The sprawling complex in Aomori prefecture currently includes  38 buildings on 3,800,000 square meters of land. The plant includes a number of facilities all focused on Japan’s nuclear power industry. The facility is owned by Japan Nuclear Fuel Limited, a private-public company that handles nuclear fuel aspects for the country’s nuclear power plants. Costs for the facility have increased 2.8 times the original estimate, now well over 2 trillion yen. The facility is near a number of towns and Misawa air base and it sits on the Pacific Ocean. A number of experts including Japan’s nuclear regulator have raised concerns that the facility sits over large active seismic faults.
Rokkasho includes these facilities:
Reprocessing plant: The reprocessing plant at Rokkasho takes spent nuclear fuel, disassembles it then separates out the uranium and plutonium by chemical processes. The reprocessing plant includes a series of 3 spent fuel pools to store fuel for eventual reprocessing, these pools are 11 meters x 27 meters x 13 meters deep. The pools began receiving spent fuel in 1998 and currently hold 2108 tons of spent fuel in the three pools with a total capacity of 3000 tons. Japan currently has about 11,000 tons of spent nuclear fuel at various sites around the country. The reprocessing plant creates liquid radioactive wastes, highly radioactive solid wastes from the fuel assemblies, radioactive gas releases to the air, uranium and plutonium. The reprocessing plant has an expected output of 800 tons of uranium or 8 tons of plutonium annually at full operation. The reprocessing plant is currently in a test run state.
High level nuclear waste monitoring facility: This facility currently houses high level waste from overseas reprocessing of nuclear fuel done in France or the UK. It will house fuel from Rokkasho’s reprocessing plant when it begins full production.

****************

Exercise prompt: Copy the passage from the Rokkasho facility text word for word, starting at "The sprawling complex" and ending at "active seismic faults.".

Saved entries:

****************

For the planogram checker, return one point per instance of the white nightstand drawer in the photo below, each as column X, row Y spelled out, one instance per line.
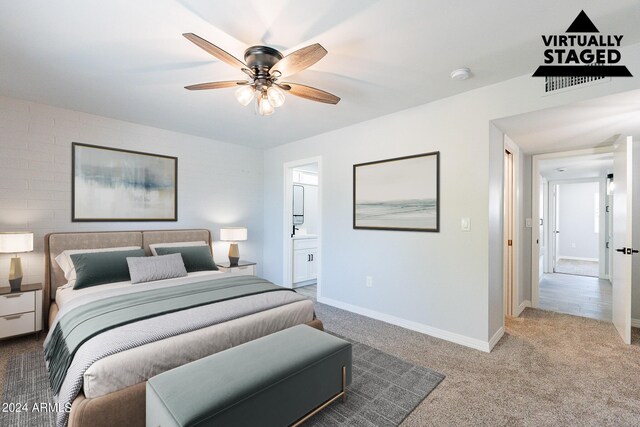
column 246, row 270
column 17, row 324
column 17, row 303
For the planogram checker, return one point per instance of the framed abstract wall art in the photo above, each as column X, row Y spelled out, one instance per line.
column 110, row 184
column 398, row 194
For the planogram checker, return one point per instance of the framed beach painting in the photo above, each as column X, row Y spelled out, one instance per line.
column 398, row 194
column 110, row 184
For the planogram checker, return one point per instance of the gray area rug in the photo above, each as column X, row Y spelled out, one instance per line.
column 384, row 391
column 26, row 387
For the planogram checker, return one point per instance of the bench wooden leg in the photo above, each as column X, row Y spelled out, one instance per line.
column 342, row 394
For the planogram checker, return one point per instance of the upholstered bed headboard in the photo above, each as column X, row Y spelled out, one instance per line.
column 55, row 243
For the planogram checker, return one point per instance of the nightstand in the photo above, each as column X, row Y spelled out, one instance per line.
column 244, row 268
column 20, row 311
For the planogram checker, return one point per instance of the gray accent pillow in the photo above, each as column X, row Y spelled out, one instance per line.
column 196, row 258
column 99, row 268
column 148, row 269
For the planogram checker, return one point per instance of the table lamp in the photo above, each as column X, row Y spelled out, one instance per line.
column 15, row 243
column 233, row 235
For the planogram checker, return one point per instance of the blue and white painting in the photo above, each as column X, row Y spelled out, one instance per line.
column 397, row 194
column 114, row 185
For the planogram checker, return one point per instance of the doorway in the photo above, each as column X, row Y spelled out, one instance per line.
column 302, row 226
column 574, row 233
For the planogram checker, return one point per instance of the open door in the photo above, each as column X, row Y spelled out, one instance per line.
column 622, row 237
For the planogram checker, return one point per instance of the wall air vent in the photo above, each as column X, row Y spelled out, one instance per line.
column 562, row 84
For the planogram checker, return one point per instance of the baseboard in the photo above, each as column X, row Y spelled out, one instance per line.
column 577, row 258
column 521, row 307
column 495, row 338
column 414, row 326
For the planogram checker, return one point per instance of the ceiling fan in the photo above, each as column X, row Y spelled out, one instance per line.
column 265, row 66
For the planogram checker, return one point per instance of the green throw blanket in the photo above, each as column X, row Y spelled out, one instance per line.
column 86, row 321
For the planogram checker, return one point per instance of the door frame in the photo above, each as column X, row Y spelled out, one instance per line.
column 552, row 223
column 535, row 206
column 287, row 242
column 512, row 306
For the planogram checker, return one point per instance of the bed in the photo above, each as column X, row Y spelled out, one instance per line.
column 113, row 388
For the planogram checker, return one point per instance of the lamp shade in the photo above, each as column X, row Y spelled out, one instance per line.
column 11, row 243
column 233, row 234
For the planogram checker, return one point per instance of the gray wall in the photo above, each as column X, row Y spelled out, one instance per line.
column 447, row 284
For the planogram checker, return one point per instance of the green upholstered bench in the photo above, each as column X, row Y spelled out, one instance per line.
column 277, row 380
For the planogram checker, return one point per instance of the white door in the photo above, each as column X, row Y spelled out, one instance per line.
column 622, row 237
column 300, row 266
column 313, row 264
column 556, row 226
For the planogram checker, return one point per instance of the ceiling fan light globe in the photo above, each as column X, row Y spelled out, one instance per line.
column 276, row 96
column 245, row 94
column 264, row 106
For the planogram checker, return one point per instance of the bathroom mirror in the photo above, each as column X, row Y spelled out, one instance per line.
column 298, row 204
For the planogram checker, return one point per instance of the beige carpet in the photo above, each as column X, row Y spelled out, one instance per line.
column 550, row 369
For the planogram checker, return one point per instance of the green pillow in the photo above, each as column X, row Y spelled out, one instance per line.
column 98, row 268
column 195, row 258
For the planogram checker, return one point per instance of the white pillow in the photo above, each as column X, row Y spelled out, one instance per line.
column 173, row 245
column 66, row 264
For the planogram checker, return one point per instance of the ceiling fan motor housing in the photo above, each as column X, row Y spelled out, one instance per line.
column 260, row 59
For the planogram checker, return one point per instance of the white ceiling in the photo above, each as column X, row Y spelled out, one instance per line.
column 579, row 167
column 594, row 123
column 127, row 59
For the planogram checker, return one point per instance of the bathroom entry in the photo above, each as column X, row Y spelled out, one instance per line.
column 302, row 216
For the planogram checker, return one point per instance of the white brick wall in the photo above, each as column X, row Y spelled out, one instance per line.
column 218, row 183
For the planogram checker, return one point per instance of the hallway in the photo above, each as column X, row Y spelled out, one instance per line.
column 578, row 295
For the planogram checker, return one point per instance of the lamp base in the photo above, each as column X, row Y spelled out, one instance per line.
column 234, row 255
column 15, row 274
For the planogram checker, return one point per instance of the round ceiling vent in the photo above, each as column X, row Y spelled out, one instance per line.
column 461, row 74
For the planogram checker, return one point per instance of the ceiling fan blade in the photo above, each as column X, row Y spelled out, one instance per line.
column 299, row 60
column 308, row 92
column 216, row 85
column 215, row 51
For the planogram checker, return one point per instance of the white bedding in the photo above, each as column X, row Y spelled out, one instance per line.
column 136, row 365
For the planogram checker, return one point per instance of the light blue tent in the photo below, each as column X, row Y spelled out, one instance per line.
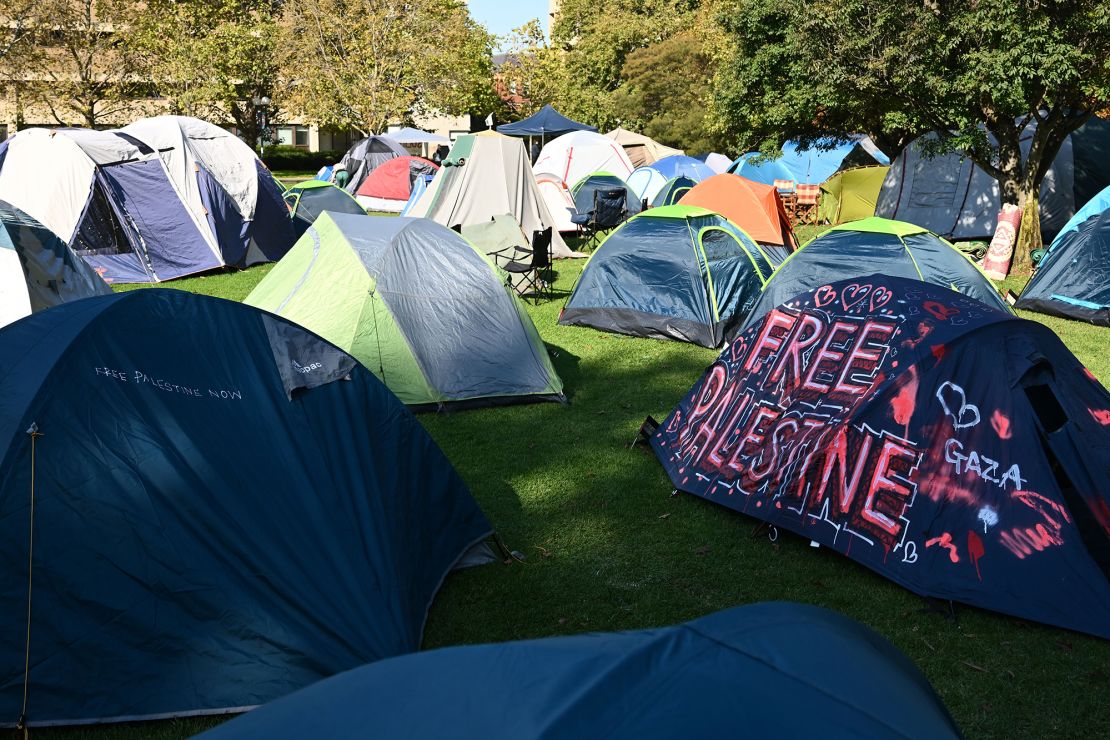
column 810, row 166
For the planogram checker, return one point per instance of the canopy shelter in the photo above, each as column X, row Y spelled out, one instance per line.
column 487, row 175
column 416, row 304
column 955, row 198
column 546, row 123
column 763, row 670
column 37, row 270
column 641, row 150
column 160, row 199
column 941, row 442
column 675, row 272
column 876, row 245
column 811, row 165
column 1072, row 279
column 226, row 508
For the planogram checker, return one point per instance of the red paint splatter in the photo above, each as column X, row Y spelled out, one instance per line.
column 946, row 541
column 1001, row 424
column 976, row 550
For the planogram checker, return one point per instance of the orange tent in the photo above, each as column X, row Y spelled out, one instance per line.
column 753, row 206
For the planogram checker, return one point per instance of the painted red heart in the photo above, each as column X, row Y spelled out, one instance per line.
column 880, row 297
column 939, row 310
column 824, row 296
column 854, row 294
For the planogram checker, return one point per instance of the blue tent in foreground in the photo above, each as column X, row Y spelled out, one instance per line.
column 1072, row 279
column 226, row 508
column 545, row 122
column 766, row 670
column 956, row 449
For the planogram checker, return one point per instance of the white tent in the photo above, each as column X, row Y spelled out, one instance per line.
column 486, row 175
column 160, row 199
column 581, row 153
column 643, row 150
column 37, row 270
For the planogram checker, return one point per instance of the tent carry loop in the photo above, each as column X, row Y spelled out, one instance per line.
column 21, row 725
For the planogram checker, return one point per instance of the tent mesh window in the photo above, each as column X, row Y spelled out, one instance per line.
column 100, row 231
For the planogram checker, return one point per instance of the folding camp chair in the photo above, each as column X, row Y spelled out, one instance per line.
column 806, row 202
column 533, row 272
column 609, row 211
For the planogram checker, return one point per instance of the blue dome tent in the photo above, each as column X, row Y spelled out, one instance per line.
column 739, row 672
column 225, row 508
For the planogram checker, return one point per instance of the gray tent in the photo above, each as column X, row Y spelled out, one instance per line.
column 37, row 269
column 954, row 198
column 366, row 155
column 487, row 175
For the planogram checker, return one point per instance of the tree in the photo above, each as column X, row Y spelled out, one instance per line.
column 365, row 63
column 981, row 73
column 81, row 70
column 663, row 89
column 213, row 58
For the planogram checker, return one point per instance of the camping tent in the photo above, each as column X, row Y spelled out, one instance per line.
column 226, row 508
column 1072, row 279
column 366, row 155
column 875, row 245
column 545, row 122
column 676, row 272
column 389, row 186
column 583, row 192
column 949, row 446
column 37, row 270
column 309, row 199
column 159, row 199
column 955, row 198
column 850, row 194
column 753, row 206
column 811, row 165
column 558, row 201
column 641, row 150
column 486, row 175
column 574, row 155
column 763, row 670
column 417, row 305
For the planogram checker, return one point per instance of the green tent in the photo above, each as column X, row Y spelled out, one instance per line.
column 416, row 304
column 850, row 194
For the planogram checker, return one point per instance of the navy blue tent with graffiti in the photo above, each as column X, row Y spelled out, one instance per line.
column 740, row 672
column 1072, row 279
column 955, row 448
column 225, row 508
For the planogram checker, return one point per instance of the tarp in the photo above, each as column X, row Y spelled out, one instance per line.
column 875, row 245
column 544, row 122
column 641, row 150
column 416, row 304
column 765, row 670
column 37, row 270
column 1072, row 279
column 226, row 508
column 809, row 166
column 575, row 155
column 850, row 194
column 951, row 447
column 486, row 176
column 675, row 272
column 952, row 196
column 753, row 206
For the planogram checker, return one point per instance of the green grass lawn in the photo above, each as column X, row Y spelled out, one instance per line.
column 608, row 548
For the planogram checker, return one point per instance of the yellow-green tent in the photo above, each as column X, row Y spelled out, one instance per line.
column 850, row 194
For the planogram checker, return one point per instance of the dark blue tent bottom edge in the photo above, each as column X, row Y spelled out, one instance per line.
column 638, row 323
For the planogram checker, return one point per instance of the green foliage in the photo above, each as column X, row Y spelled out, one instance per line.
column 663, row 93
column 365, row 63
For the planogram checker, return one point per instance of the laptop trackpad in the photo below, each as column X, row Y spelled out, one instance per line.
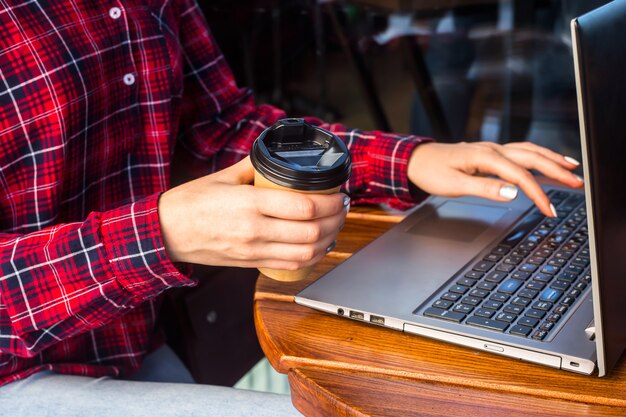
column 461, row 222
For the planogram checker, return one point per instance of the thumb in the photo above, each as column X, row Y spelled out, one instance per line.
column 240, row 173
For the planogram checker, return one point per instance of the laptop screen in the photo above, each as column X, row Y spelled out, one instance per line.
column 600, row 60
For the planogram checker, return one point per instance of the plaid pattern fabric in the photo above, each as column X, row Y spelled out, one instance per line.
column 95, row 95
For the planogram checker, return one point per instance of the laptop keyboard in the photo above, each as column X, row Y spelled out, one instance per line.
column 527, row 283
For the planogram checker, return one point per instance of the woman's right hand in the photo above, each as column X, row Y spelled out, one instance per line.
column 221, row 220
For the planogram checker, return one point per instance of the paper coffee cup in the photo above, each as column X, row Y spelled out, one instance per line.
column 296, row 156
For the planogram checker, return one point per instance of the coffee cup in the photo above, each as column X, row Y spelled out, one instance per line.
column 296, row 156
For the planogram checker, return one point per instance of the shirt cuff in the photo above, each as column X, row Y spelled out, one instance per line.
column 135, row 250
column 386, row 172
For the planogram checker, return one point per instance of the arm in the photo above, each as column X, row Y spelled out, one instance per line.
column 70, row 278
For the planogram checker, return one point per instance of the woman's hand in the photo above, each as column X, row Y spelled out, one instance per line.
column 454, row 170
column 221, row 220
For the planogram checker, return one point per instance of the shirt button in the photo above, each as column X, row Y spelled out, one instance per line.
column 115, row 12
column 129, row 79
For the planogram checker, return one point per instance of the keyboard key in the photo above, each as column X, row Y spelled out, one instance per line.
column 444, row 314
column 492, row 257
column 521, row 301
column 479, row 293
column 450, row 296
column 467, row 282
column 505, row 267
column 485, row 285
column 537, row 314
column 536, row 260
column 463, row 308
column 550, row 269
column 513, row 309
column 551, row 295
column 579, row 261
column 554, row 317
column 542, row 305
column 513, row 260
column 535, row 285
column 500, row 250
column 487, row 323
column 520, row 330
column 499, row 297
column 484, row 312
column 494, row 305
column 443, row 304
column 474, row 275
column 566, row 276
column 526, row 293
column 560, row 309
column 507, row 317
column 458, row 289
column 510, row 286
column 496, row 277
column 472, row 301
column 541, row 277
column 520, row 275
column 560, row 263
column 560, row 285
column 528, row 268
column 483, row 266
column 528, row 321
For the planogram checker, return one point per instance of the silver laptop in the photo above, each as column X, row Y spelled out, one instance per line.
column 501, row 277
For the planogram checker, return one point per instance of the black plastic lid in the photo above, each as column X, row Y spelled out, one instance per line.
column 295, row 154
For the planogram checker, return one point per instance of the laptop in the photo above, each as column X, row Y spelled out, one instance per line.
column 501, row 277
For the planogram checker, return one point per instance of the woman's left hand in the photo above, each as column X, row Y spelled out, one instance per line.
column 454, row 170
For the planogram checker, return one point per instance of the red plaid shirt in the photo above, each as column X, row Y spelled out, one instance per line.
column 95, row 96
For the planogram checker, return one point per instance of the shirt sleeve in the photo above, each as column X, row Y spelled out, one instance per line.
column 70, row 278
column 220, row 121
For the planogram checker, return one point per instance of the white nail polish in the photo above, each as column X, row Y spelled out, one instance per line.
column 553, row 210
column 509, row 192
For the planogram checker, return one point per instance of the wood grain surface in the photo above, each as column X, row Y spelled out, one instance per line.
column 338, row 366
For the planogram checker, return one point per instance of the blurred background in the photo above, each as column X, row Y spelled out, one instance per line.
column 492, row 70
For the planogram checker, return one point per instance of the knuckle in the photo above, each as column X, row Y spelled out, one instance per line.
column 307, row 254
column 306, row 207
column 313, row 233
column 247, row 252
column 292, row 266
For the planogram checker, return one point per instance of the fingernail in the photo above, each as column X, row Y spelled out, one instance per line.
column 509, row 192
column 553, row 210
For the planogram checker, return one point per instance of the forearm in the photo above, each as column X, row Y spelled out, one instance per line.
column 74, row 277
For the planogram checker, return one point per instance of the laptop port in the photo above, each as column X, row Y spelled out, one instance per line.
column 357, row 315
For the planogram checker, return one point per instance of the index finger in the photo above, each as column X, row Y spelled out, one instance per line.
column 291, row 205
column 520, row 176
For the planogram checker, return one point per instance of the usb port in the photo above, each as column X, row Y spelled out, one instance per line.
column 377, row 320
column 357, row 315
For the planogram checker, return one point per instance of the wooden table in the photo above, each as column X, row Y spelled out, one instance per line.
column 342, row 367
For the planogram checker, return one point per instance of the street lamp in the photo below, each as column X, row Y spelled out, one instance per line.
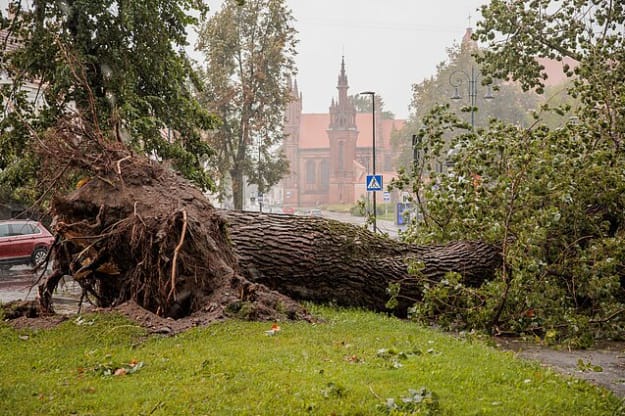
column 372, row 94
column 260, row 180
column 457, row 78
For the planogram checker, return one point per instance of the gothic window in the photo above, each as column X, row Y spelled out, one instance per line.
column 340, row 157
column 310, row 172
column 324, row 173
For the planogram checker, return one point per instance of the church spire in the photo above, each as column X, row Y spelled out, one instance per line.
column 342, row 111
column 342, row 84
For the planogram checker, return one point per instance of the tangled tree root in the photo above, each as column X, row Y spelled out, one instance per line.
column 140, row 232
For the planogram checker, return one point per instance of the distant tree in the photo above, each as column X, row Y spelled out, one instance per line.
column 453, row 78
column 552, row 193
column 363, row 105
column 249, row 51
column 120, row 65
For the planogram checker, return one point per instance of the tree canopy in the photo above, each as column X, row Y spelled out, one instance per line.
column 107, row 62
column 249, row 51
column 552, row 192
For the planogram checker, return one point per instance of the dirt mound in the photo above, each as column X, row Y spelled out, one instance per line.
column 136, row 231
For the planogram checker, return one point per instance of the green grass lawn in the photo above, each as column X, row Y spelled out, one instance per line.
column 349, row 365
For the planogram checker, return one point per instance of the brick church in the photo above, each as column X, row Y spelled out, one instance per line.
column 331, row 154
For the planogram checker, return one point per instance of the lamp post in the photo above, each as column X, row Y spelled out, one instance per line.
column 457, row 78
column 260, row 180
column 372, row 94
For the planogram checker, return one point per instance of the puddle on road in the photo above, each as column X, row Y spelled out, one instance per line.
column 19, row 283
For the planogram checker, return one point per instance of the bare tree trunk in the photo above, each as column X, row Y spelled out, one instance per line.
column 325, row 260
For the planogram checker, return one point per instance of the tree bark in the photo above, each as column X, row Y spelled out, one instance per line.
column 324, row 260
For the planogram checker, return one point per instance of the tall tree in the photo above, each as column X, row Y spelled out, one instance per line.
column 249, row 51
column 120, row 64
column 553, row 196
column 456, row 79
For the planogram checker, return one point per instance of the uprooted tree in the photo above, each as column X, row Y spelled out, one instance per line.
column 136, row 230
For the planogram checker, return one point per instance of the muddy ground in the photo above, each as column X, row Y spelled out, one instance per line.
column 603, row 365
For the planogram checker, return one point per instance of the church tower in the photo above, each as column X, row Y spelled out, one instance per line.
column 342, row 133
column 292, row 121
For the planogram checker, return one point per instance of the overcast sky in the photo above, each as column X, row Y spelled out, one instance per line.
column 388, row 45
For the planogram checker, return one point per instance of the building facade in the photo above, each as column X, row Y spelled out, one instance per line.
column 330, row 154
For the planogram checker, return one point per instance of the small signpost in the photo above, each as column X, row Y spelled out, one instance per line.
column 374, row 183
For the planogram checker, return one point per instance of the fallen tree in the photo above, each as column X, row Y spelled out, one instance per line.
column 134, row 230
column 324, row 260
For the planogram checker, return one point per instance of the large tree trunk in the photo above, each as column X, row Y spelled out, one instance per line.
column 324, row 260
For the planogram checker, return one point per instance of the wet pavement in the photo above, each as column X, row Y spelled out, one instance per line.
column 19, row 283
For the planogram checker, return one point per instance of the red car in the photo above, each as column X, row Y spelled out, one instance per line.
column 23, row 242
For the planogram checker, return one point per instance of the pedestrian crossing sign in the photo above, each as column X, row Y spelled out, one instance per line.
column 374, row 182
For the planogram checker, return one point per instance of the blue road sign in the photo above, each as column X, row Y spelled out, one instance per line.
column 374, row 183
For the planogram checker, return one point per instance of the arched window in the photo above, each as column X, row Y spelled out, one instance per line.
column 324, row 172
column 340, row 161
column 310, row 172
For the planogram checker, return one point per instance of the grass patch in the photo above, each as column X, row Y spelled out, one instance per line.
column 350, row 365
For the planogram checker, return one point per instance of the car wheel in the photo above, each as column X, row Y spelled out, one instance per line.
column 39, row 255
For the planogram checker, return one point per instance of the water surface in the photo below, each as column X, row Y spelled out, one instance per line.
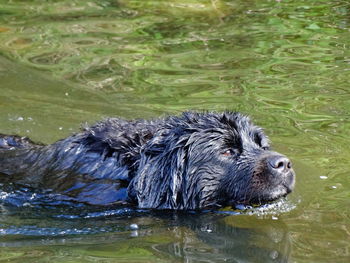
column 285, row 63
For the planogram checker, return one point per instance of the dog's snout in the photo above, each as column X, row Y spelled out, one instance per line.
column 279, row 163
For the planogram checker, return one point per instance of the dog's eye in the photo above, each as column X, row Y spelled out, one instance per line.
column 230, row 152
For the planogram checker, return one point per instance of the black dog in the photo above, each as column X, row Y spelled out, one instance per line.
column 192, row 161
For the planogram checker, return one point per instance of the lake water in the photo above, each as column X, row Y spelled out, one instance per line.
column 286, row 63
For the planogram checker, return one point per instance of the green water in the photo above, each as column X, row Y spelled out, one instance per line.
column 285, row 63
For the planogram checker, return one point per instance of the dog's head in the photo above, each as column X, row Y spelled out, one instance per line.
column 202, row 160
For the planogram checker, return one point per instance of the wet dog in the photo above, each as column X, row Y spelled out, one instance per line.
column 191, row 161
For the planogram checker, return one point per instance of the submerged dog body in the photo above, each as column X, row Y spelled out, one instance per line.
column 191, row 161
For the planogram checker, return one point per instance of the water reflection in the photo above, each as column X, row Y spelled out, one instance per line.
column 205, row 237
column 230, row 239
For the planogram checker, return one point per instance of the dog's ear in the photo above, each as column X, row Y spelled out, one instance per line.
column 159, row 180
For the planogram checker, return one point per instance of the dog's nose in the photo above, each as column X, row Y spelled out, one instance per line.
column 279, row 163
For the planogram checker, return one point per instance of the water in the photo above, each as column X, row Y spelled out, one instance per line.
column 285, row 63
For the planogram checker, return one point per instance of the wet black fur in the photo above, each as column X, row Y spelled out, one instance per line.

****************

Result:
The sprawling complex in Aomori prefecture currently includes  38 buildings on 3,800,000 square meters of land. The plant includes a number of facilities all focused on Japan’s nuclear power industry. The facility is owned by Japan Nuclear Fuel Limited, a private-public company that handles nuclear fuel aspects for the country’s nuclear power plants. Costs for the facility have increased 2.8 times the original estimate, now well over 2 trillion yen. The facility is near a number of towns and Misawa air base and it sits on the Pacific Ocean. A number of experts including Japan’s nuclear regulator have raised concerns that the facility sits over large active seismic faults.